◆ How to complete this task ◆
Copy each line of the records below, from the first through the one that contains "pixel 79 854", exactly as written.

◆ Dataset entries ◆
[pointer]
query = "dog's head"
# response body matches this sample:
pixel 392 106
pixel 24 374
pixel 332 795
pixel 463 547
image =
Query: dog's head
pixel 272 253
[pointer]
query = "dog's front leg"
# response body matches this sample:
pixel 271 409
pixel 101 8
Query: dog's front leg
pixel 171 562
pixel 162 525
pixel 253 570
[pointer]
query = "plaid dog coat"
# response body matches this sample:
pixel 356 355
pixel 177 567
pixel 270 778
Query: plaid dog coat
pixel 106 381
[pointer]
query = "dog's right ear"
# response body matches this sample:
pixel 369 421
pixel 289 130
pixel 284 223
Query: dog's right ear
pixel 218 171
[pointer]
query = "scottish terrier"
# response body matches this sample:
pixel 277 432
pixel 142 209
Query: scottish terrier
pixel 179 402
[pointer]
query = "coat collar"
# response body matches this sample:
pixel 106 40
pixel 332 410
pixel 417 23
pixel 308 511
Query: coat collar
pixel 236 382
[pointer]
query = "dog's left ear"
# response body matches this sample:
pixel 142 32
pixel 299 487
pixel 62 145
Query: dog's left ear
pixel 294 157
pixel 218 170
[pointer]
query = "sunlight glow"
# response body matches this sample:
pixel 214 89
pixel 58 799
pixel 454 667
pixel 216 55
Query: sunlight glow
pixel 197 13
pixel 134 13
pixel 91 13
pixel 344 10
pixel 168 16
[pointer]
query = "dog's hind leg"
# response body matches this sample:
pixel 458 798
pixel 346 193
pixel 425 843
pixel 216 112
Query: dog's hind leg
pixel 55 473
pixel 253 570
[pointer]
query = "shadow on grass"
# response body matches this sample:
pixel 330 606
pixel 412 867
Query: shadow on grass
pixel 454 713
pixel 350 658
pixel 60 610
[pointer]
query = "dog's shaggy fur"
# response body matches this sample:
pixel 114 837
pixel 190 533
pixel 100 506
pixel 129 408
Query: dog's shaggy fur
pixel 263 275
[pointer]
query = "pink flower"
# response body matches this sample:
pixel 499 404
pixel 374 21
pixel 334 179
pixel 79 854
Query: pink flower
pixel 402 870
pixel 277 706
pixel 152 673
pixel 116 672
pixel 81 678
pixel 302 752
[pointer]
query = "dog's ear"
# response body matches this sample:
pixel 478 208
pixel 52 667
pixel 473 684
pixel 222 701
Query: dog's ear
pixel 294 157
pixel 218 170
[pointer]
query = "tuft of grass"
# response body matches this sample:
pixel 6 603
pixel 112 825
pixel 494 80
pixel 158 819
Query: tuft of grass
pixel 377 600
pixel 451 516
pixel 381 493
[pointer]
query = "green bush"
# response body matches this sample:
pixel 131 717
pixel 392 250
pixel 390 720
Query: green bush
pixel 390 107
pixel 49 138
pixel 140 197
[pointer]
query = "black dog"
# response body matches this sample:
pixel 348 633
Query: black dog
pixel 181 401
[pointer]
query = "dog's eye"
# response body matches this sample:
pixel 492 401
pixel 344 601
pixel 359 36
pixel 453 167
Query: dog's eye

◆ Exercise output ◆
[pointer]
query = "dog's head"
# response body matches this sample:
pixel 392 106
pixel 24 374
pixel 332 795
pixel 463 547
image =
Query: dog's head
pixel 272 253
[pointer]
query = "dog's front leg"
# response body matches this sample:
pixel 271 409
pixel 101 8
Query: dog's front leg
pixel 171 562
pixel 162 525
pixel 253 570
[pointer]
query = "plaid dog coat"
# response body matches this sample:
pixel 356 355
pixel 177 567
pixel 270 778
Query: plaid dog coat
pixel 106 381
[pointer]
query = "dog's right ear"
# response body matches this sample:
pixel 369 421
pixel 289 130
pixel 284 223
Query: dog's right ear
pixel 218 171
[pointer]
query = "scottish terrier"
# response body matches this sample:
pixel 277 432
pixel 142 209
Query: scottish terrier
pixel 179 402
[pointer]
query = "coat collar"
# response body matches this sample:
pixel 106 40
pixel 332 410
pixel 417 23
pixel 308 511
Query: coat collar
pixel 236 382
[pointer]
query = "dog's left ear"
# response body matches this sample:
pixel 142 32
pixel 299 487
pixel 62 145
Query: dog's left ear
pixel 294 157
pixel 218 170
[pointer]
query = "sunlight glow"
# response body matches this sample:
pixel 214 89
pixel 58 799
pixel 454 667
pixel 216 55
Query: sunlight glow
pixel 197 13
pixel 134 13
pixel 91 13
pixel 344 10
pixel 168 16
[pointer]
query = "dog's hind leg"
# response body matches this sample:
pixel 458 798
pixel 346 193
pixel 425 843
pixel 216 112
Query: dog's hind leg
pixel 55 473
pixel 253 570
[pointer]
query = "shadow on grass"
# response body matches this sample:
pixel 330 606
pixel 412 867
Query: shadow on grass
pixel 454 713
pixel 350 658
pixel 60 610
[pointer]
query = "dog's shaggy fur"
# response body matches this sample:
pixel 114 837
pixel 190 533
pixel 100 506
pixel 129 408
Query: dog's shaggy fur
pixel 263 275
[pointer]
query = "pink flower"
# response body matches this sample:
pixel 499 404
pixel 374 21
pixel 334 179
pixel 79 854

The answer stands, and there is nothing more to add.